### Text shown
begin

ENGAGEMENT RING TO MY DAUGHTERS IS NULL AND VOID WITHOUT MY APPROVAL

ENGAGEMENT RING TO MY DAUGHTERS IS NULL AND VOID WITHOUT MY APPROVAL

ENGAGEMENT RING TO MY DAUGHTERS IS NULL AND VOID WITHOUT MY APPROVAL

By Anayo M. Nwosu

None of my daughters nor any of my female relatives would just return home with an engagement ring.

How?

From who?

Where?

Even though my Nnewi people had been forced to assimilate most western ways of life but not how some young men accost, waylay or ambush a girl and pop up the question, “will you marry me?”

How can my daughter give a positive response to a man I have not approved? Even if the mother consents, my approval is key and must be obtained before she says “yes”. Of course, Nnewi daughters don’t own themselves. They belong to their parents and kinsmen as long as they are still single.

I can manage the heartache of the thoughts that some stupid boys would scheme and get illegal access or to mine my daughters’ mineral resources but to add salt to an injury will bring out the owner’s beast in me.

The marriage question with valid answer is asked to the parents of the girl not to the girl. The suitor would arrive the house of a girl with his people to state their intentions. The family of the girl would note their request and ask them to come back for an answer through a mutually agreed go-between at a later date. This is to allow for proper background checks on the suitor and his family.

end

### Recorded data
begin

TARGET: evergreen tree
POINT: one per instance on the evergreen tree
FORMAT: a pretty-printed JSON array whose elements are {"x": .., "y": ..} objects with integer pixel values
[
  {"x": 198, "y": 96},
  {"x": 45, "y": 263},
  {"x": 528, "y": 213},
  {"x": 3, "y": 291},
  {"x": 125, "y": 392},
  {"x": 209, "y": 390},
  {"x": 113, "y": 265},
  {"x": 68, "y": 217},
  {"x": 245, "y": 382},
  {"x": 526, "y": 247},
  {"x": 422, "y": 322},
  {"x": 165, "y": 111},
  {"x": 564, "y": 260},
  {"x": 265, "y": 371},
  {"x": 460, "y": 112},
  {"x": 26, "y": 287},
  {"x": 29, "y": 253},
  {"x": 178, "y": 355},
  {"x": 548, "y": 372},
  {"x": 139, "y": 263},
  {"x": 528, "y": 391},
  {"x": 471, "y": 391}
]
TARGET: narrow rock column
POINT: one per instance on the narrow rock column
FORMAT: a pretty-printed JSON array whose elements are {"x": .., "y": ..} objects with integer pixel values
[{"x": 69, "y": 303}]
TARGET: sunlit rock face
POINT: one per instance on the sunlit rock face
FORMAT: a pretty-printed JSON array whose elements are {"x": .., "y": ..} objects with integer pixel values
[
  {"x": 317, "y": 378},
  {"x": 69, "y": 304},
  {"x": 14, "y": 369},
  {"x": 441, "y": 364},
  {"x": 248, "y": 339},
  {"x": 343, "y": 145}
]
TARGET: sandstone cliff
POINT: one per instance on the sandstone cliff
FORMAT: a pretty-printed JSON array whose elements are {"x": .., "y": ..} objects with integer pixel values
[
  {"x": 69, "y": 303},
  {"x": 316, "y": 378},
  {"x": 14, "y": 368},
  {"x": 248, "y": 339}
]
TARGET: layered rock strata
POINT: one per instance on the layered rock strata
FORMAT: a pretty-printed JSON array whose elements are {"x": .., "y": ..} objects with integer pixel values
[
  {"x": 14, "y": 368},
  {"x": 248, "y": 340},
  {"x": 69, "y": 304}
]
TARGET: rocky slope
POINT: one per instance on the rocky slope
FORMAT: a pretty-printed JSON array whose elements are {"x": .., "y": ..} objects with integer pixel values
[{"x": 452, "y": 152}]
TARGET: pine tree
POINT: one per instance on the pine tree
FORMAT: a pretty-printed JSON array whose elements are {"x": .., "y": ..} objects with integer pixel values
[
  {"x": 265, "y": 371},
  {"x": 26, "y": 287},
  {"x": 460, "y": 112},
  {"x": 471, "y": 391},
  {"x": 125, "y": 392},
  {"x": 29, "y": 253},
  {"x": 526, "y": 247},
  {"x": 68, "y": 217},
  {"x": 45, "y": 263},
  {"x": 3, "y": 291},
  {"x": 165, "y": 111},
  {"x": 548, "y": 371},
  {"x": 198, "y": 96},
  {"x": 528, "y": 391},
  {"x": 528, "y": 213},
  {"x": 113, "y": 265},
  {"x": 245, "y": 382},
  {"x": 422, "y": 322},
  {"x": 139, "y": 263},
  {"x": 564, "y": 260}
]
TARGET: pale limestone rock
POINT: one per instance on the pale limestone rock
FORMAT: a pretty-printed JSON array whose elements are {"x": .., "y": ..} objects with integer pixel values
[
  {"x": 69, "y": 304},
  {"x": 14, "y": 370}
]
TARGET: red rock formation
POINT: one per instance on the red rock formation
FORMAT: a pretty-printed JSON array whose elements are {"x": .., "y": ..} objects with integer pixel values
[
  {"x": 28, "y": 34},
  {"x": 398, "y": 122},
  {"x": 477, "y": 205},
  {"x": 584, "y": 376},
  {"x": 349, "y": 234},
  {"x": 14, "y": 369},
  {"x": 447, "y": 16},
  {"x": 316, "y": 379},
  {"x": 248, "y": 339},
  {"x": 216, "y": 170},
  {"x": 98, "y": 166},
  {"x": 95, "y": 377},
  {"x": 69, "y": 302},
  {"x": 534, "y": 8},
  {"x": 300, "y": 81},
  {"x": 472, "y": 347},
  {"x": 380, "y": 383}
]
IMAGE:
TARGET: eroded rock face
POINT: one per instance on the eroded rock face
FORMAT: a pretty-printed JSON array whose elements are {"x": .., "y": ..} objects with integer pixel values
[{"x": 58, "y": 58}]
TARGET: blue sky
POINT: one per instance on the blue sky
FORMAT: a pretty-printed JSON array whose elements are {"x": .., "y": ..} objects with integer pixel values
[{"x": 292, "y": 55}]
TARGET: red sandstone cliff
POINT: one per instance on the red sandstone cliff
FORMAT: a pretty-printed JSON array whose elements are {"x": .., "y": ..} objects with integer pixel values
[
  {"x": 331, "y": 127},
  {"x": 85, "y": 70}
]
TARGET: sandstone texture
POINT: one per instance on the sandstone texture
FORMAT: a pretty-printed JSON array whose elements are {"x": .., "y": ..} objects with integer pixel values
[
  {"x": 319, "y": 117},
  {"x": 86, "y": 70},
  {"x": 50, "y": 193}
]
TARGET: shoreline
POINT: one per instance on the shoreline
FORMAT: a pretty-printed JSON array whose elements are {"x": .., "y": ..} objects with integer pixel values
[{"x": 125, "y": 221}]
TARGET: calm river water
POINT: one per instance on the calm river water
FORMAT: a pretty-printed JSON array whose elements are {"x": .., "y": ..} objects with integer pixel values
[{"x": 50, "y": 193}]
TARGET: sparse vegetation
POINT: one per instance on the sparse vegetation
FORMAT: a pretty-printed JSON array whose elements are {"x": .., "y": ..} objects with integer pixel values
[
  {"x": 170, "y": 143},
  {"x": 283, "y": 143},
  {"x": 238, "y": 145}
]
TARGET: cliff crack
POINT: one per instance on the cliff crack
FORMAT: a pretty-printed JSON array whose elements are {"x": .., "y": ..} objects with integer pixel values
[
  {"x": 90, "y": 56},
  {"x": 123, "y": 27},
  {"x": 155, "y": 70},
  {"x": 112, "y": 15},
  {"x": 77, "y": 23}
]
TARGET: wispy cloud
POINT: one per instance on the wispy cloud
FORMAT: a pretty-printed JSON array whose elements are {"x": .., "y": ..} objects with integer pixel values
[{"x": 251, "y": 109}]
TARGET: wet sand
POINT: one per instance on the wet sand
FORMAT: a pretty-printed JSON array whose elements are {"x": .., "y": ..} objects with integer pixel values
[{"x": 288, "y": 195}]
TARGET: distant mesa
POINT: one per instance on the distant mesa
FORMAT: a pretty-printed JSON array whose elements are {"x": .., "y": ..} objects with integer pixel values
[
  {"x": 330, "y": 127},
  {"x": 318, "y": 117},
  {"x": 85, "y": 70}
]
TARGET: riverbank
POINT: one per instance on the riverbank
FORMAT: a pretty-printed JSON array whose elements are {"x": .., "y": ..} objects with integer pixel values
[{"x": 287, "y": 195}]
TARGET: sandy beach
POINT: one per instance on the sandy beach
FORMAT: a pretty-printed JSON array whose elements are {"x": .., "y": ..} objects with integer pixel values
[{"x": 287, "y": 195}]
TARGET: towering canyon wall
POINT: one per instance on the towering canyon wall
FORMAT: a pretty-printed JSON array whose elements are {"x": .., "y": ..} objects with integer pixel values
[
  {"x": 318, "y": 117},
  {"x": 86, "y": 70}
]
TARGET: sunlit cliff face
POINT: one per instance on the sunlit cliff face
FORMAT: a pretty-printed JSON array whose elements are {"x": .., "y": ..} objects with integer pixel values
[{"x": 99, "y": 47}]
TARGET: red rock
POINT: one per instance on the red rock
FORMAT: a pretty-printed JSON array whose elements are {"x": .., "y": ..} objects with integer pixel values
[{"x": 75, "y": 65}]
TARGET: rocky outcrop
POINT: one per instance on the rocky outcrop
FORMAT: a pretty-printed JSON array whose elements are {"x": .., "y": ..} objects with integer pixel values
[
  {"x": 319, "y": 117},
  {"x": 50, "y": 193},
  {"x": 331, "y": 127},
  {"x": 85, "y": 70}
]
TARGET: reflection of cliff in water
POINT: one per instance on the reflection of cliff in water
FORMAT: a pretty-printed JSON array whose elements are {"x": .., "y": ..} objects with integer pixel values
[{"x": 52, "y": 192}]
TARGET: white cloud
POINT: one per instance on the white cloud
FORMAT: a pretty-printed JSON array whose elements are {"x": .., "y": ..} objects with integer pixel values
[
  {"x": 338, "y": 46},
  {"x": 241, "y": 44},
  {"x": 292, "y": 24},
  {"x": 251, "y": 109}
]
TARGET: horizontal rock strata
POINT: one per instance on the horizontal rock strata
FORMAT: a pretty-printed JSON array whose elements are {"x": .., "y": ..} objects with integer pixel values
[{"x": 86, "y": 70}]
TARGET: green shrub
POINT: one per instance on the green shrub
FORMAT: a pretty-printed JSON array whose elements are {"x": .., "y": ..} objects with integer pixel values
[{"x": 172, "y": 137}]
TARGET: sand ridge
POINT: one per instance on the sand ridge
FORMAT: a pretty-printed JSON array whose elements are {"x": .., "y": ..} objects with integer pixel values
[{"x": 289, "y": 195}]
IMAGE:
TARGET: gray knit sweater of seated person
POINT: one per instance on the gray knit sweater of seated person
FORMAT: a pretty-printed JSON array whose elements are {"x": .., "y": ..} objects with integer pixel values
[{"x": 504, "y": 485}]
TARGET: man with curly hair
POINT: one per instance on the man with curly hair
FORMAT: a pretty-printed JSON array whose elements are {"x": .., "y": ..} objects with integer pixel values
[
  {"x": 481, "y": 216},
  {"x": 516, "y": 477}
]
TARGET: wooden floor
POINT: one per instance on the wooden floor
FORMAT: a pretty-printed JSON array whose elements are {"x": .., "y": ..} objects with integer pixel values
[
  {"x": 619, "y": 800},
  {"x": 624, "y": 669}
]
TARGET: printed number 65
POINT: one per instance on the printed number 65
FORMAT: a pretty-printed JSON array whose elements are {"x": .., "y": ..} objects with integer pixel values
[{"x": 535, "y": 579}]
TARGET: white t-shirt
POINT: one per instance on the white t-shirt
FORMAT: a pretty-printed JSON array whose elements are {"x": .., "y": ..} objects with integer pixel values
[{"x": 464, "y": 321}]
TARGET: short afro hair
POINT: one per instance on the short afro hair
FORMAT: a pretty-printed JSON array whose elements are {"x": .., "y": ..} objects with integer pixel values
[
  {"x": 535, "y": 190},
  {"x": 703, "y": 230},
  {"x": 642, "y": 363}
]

end

### Problem to work on
In the article on Nnewi engagement customs, why does the girl's family ask the suitor's people to return later for an answer?

### Full output
The delay allows for proper background checks on the suitor and his family.